This is according to research carried out by employment agency Badenoch and Clark, which found that 51 per cent have taken steps to hide their disability, while 60 per cent of people with disabilities have experienced bias or discrimination in the workplace.

Badenoch and Clark's 'Inspiring Inclusion in the Workplace' report also found that 45 per cent of people with a physical disability and 65 per cent of those with a mental disability did not feel that their workplace offered an inclusive environment.

As a result, 48 per cent have felt unable to stay at a particular company or to apply for a promotion, which suggests that workplace bias and unnecessary barriers could be halting career progression opportunities for people living with disabilities.

Nicola Linkleter, president of professional staffing at Badenoch and Clark, commented: "We'd like to see more employers taking the initiative to remove barriers to disability in the workplace, developing attraction and retention strategies that capture an underrepresented talent pool and working with universities and recruitment consultancies to advise disabled students on how to interview confidently."

EXCERPTED RECORDS:
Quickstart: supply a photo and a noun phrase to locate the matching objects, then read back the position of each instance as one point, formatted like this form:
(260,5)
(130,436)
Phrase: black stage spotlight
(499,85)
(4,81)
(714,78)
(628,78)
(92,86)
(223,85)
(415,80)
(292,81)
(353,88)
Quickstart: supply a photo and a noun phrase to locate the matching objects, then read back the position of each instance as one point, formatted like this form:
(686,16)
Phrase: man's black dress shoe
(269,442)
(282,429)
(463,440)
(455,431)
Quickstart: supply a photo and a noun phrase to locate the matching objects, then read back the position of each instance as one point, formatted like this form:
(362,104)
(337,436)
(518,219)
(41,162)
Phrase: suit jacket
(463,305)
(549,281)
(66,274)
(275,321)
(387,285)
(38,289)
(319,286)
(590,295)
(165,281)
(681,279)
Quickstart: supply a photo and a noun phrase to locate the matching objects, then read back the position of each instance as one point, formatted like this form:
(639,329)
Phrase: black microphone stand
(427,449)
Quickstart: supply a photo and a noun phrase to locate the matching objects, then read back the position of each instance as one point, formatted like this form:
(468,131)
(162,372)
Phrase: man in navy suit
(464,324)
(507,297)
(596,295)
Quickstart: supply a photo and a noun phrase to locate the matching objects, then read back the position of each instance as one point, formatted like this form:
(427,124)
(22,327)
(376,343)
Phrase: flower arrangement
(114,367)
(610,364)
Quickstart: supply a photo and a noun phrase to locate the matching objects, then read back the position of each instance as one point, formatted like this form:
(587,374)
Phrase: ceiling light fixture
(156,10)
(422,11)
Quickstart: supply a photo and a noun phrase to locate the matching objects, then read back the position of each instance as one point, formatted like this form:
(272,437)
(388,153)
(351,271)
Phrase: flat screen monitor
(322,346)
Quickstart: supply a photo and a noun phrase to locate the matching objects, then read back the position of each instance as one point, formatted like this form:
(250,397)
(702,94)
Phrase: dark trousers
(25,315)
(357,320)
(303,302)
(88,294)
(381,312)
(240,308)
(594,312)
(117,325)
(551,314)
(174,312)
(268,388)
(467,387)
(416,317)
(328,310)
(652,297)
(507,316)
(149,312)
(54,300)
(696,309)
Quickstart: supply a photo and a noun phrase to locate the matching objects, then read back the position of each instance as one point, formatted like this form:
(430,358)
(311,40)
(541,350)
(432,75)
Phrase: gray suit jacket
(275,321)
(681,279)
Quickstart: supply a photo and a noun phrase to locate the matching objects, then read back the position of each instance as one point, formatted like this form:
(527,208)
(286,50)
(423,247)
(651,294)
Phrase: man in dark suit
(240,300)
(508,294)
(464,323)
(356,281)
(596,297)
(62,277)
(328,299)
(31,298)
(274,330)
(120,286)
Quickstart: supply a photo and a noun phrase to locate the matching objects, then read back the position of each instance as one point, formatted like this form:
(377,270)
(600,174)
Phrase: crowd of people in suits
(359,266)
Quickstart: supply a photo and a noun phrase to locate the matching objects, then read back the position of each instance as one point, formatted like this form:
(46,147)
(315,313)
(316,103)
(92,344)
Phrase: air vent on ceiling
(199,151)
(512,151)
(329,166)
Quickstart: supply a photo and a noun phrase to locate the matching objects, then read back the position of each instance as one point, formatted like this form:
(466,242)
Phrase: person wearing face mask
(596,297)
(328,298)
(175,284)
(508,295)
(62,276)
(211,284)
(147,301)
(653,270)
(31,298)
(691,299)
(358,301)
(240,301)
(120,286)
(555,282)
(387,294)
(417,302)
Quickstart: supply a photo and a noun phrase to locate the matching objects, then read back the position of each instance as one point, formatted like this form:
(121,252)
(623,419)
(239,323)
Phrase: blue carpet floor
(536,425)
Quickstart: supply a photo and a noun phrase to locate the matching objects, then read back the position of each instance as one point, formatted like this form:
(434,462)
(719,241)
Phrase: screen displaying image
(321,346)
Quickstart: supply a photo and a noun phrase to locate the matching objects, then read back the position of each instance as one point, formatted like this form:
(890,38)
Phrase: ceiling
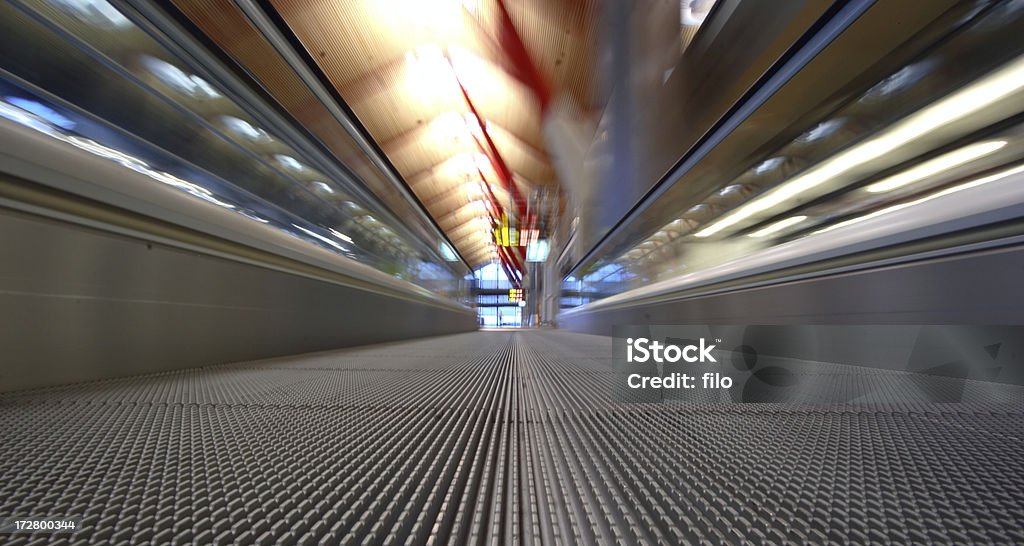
(400,66)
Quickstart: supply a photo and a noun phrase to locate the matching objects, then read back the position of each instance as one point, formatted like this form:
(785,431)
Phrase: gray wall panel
(80,304)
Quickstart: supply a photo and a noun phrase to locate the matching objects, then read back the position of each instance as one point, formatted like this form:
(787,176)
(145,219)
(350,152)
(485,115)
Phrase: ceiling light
(177,79)
(448,253)
(936,165)
(289,162)
(323,186)
(978,95)
(246,129)
(341,236)
(821,130)
(96,12)
(960,187)
(779,225)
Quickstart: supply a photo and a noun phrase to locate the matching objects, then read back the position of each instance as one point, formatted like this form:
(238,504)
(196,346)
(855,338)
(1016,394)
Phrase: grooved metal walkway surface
(500,438)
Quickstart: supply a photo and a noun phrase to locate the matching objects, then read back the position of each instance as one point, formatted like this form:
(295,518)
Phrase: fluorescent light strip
(995,86)
(779,225)
(935,166)
(966,185)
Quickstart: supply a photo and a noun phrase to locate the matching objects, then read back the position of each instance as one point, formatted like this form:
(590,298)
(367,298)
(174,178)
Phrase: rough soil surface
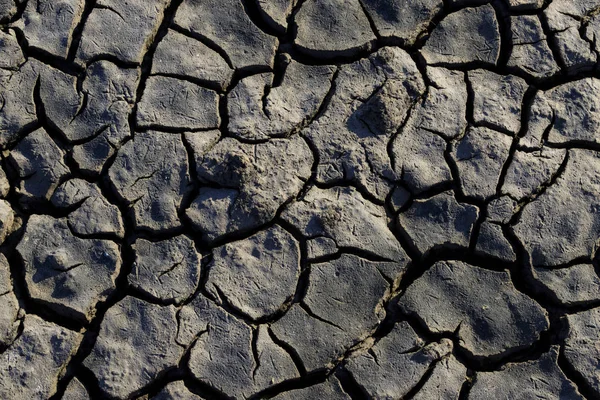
(299,199)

WHAT TO WORK ON:
**A)** Revise the part of the text on disability in the workplace that opens with the words "This is according" and closes with "living with disabilities.", changing "per cent" to "percent".
**B)** Pick up the text on disability in the workplace at the point where it stops, and continue it.
The records come from a separate source.

RESULTS OF THE EXERCISE:
**A)**
This is according to research carried out by employment agency Badenoch and Clark, which found that 51 percent have taken steps to hide their disability, while 60 percent of people with disabilities have experienced bias or discrimination in the workplace.

Badenoch and Clark's 'Inspiring Inclusion in the Workplace' report also found that 45 percent of people with a physical disability and 65 percent of those with a mental disability did not feel that their workplace offered an inclusive environment.

As a result, 48 percent have felt unable to stay at a particular company or to apply for a promotion, which suggests that workplace bias and unnecessary barriers could be halting career progression opportunities for people living with disabilities.

**B)**
Occupational therapists could play an important role in working with employers to remove the barriers that are stopping physically disabled people and those with mental health issues from getting on in the workplace.

For example, these healthcare professionals can advise on making working environments more accessible and work with leadership teams to encourage them to think differently and focus on everything that disabled workers can do, rather than worrying about what they can't.

As Ms Linkleter highlighted, 16 per cent of UK adults have a disability, 15 per cent of whom have a degree, meaning employers could be missing out on some valuable talent if their unnecessary biases remain in place.